#### WHAT YOU NEED TO DO:
Retype each entry below, keeping every character the same.

#### EXTRACTED RECORDS:
***

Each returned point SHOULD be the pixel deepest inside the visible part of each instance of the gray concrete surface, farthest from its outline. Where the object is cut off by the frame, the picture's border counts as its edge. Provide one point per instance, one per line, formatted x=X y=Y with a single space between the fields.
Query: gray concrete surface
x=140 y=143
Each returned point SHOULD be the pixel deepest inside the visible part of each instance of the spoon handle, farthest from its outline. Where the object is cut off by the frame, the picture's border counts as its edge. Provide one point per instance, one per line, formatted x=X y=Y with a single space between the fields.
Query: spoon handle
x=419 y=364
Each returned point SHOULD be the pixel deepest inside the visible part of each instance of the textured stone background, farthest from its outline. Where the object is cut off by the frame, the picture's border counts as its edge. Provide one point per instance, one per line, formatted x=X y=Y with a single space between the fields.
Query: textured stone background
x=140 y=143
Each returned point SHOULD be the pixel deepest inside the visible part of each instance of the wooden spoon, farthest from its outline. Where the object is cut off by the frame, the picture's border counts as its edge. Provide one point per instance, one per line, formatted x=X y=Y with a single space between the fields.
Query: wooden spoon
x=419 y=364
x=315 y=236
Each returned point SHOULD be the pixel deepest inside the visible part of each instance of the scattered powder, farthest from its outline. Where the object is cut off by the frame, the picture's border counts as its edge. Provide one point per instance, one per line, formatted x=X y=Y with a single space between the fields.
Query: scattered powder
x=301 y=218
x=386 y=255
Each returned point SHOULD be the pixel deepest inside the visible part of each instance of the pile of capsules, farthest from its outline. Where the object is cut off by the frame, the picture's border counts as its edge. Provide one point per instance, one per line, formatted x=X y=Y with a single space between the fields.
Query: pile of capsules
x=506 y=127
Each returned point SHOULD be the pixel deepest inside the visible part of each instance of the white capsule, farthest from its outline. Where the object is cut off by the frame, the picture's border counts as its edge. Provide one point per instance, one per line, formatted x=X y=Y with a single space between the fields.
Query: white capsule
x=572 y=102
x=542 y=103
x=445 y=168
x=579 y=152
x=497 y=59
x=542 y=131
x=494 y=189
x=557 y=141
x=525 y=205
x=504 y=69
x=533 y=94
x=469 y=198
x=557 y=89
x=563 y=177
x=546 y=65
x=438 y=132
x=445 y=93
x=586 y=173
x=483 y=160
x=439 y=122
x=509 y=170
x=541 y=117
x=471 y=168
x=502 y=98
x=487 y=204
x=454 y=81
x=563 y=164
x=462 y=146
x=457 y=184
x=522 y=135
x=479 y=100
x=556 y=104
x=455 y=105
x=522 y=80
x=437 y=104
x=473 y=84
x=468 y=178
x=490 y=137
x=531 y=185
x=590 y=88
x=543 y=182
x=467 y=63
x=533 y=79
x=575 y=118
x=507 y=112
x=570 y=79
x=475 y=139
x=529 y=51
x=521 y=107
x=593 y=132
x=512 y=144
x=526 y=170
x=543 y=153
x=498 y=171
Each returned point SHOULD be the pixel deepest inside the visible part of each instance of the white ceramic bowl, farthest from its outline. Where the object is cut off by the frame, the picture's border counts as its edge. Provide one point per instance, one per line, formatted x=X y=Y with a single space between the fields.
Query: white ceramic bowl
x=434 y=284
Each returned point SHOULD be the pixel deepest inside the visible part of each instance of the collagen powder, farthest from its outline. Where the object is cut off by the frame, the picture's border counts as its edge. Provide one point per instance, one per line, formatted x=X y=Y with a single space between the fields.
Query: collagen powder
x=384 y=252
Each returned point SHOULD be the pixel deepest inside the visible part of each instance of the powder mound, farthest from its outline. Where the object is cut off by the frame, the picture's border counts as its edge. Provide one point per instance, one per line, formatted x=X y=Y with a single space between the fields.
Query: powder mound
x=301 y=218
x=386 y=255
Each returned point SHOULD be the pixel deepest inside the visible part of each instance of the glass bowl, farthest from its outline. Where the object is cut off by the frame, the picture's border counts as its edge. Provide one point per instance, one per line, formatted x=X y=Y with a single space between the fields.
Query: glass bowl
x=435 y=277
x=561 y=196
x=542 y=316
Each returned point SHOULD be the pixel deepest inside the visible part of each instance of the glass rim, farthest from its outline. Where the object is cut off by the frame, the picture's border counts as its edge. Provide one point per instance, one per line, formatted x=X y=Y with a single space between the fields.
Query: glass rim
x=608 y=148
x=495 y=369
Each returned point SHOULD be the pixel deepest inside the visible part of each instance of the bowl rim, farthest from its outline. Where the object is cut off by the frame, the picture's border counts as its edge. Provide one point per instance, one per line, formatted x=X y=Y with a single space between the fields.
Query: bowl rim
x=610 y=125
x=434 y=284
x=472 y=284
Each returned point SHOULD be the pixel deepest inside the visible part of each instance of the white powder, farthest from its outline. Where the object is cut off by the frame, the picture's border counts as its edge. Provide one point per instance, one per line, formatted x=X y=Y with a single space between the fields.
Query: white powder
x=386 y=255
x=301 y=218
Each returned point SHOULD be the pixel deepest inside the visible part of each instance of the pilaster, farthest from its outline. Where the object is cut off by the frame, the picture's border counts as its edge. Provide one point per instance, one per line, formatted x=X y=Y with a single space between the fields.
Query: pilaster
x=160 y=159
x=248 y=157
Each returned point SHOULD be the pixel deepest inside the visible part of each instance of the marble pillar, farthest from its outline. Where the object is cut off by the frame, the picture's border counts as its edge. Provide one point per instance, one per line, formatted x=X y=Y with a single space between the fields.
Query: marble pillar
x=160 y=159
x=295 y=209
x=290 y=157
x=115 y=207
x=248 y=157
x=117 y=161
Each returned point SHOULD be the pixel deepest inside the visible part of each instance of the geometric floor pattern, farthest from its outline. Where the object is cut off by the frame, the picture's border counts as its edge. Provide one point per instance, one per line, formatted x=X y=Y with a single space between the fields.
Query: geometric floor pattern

***

#### CORRECT OUTPUT:
Each returned point SHOULD be the pixel deepest inside the visible part of each instance of the gray concrete surface, farthest from its outline. Where the object is cut off by the frame, the picture's border counts as its edge. Provide one point per instance, one per line, formatted x=X y=Y with a single space between the fields.
Query: gray concrete surface
x=140 y=143
Each returned point SHOULD be the pixel deepest inside the visible part of each instance of the spoon handle, farthest from its outline. Where the object is cut off by the frame, the picture's border counts as its edge. Provide one point per instance, one per line, formatted x=X y=Y with a single space between the fields.
Query: spoon handle
x=419 y=364
Each returned point SHOULD be the pixel deepest inside the visible part of each instance of the textured stone background, farthest from its outline. Where the object is cut off by the frame, the picture's border counts as its edge. Provide one point per instance, one per line, formatted x=X y=Y with a single space between the fields.
Query: textured stone background
x=140 y=143
Each returned point SHOULD be the pixel deepest inside the visible part of each instance of the wooden spoon, farthest from its outline. Where the object is cut off by the frame, the picture's border counts as its edge. Provide one point per instance, one per line, formatted x=X y=Y with a single space between the fields.
Query: wooden spoon
x=419 y=364
x=315 y=236
Each returned point SHOULD be the pixel deepest inside the visible part of each instance of the scattered powder, farthest from its outline. Where the object is cut off by the frame, the picture's border counts as its edge. Provide one point per instance, one per line, formatted x=X y=Y with a single space between the fields.
Query: scattered powder
x=301 y=218
x=386 y=255
Each returned point SHOULD be the pixel deepest inside the visible part of each instance of the pile of capsules, farthest from its outline. Where the object is cut off by the frame, the picture's border counts as its edge. Provide one point per instance, one per line, formatted x=X y=Y with a single space between the fields.
Query: pile of capsules
x=506 y=127
Each returned point SHOULD be the pixel deepest inside the visible part of each instance of the white capsule, farthest from its outline. Where the object is cut off by the frame, the picture's border counts as its edge. Provide one point per instance, one per line, formatted x=X y=Y with a single space between the fields.
Query: white capsule
x=572 y=102
x=542 y=103
x=445 y=168
x=579 y=152
x=497 y=59
x=542 y=131
x=494 y=189
x=557 y=141
x=525 y=205
x=504 y=69
x=533 y=94
x=469 y=198
x=557 y=89
x=563 y=177
x=546 y=65
x=438 y=132
x=445 y=93
x=586 y=173
x=483 y=160
x=439 y=122
x=509 y=170
x=541 y=117
x=471 y=168
x=502 y=98
x=487 y=204
x=454 y=81
x=563 y=164
x=462 y=146
x=457 y=184
x=522 y=135
x=479 y=100
x=556 y=104
x=455 y=105
x=522 y=80
x=437 y=104
x=473 y=84
x=468 y=178
x=490 y=137
x=531 y=185
x=590 y=88
x=543 y=182
x=467 y=63
x=533 y=79
x=575 y=118
x=507 y=112
x=570 y=79
x=475 y=139
x=529 y=51
x=521 y=107
x=593 y=132
x=512 y=144
x=526 y=170
x=543 y=153
x=498 y=171
Each returned point SHOULD be the pixel deepest inside the visible part of each instance of the white ceramic bowl, farthest from its outline. Where the object is cut off by the frame, the picture's border counts as its edge. Provide one point per instance, one per line, formatted x=X y=Y with a single space between the fields.
Query: white ceramic bowl
x=434 y=284
Each returned point SHOULD be the pixel deepest inside the visible part of each instance of the collagen powder, farthest from its outline. Where the object is cut off by the frame, the picture's border counts as its edge. Provide one point per instance, one per line, formatted x=X y=Y with a single space between the fields.
Query: collagen powder
x=384 y=252
Each returned point SHOULD be the pixel deepest inside the visible part of each instance of the powder mound, farthest from its outline. Where the object is cut off by the frame, the picture's border counts as its edge. Provide one point per instance, one per line, formatted x=X y=Y with a single space between the fields.
Query: powder mound
x=301 y=218
x=386 y=255
Each returned point SHOULD be the pixel deepest inside the visible part of each instance of the glass bowl, farthest from its outline. Where the object is cut off by the frame, the picture's border counts as its edge. Provide one point per instance, one per line, formatted x=X y=Y with a single space between the fields.
Query: glass bowl
x=435 y=277
x=561 y=196
x=542 y=316
Each returned point SHOULD be the pixel deepest inside the visible part of each instance of the glass rim, farthest from its outline. Where the object is cut off by the frame, the picture's border counts as its edge. Provide one point per instance, one per line, formatted x=X y=Y with a single space between the fields.
Query: glass rim
x=608 y=148
x=495 y=369
Each returned point SHOULD be the pixel deepest inside the visible part of each instance of the bowl rim, farthest from its outline. Where the object is cut off by the frame, the picture's border counts as its edge. Provide one point per instance, one per line, formatted x=X y=Y with a single space between the fields.
Query: bowl rim
x=610 y=125
x=434 y=284
x=472 y=284
Each returned point SHOULD be the pixel deepest inside the visible part of each instance of the white powder, farthest from its outline. Where the object is cut off by the frame, the picture's border counts as its edge. Provide one point per instance, one per line, formatted x=X y=Y with a single space between the fields.
Query: white powder
x=386 y=255
x=301 y=218
Each returned point SHOULD be the pixel deepest inside the visible part of each instance of the pilaster, farthest from its outline. Where the object is cut off by the frame, the picture's border counts as its edge. Provide one point per instance, one per line, formatted x=X y=Y with a single space between the fields.
Query: pilaster
x=160 y=159
x=248 y=157
Each returned point SHOULD be the pixel deepest inside the visible part of each instance of the marble pillar, farthest from its outline. Where the object is cut off by the frame, the picture's border counts as its edge. Provide one point per instance, one per line, formatted x=X y=Y with a single space between the fields.
Query: marble pillar
x=160 y=159
x=295 y=209
x=290 y=157
x=115 y=207
x=248 y=157
x=117 y=161
Each returned point SHOULD be the pixel deepest inside the visible part of each instance of the geometric floor pattern, farthest from its outline. Where the object is cut off by the frame, the picture's border counts as its edge. Provide one point per instance, one per line, formatted x=X y=Y with a single space between the fields.
Query: geometric floor pattern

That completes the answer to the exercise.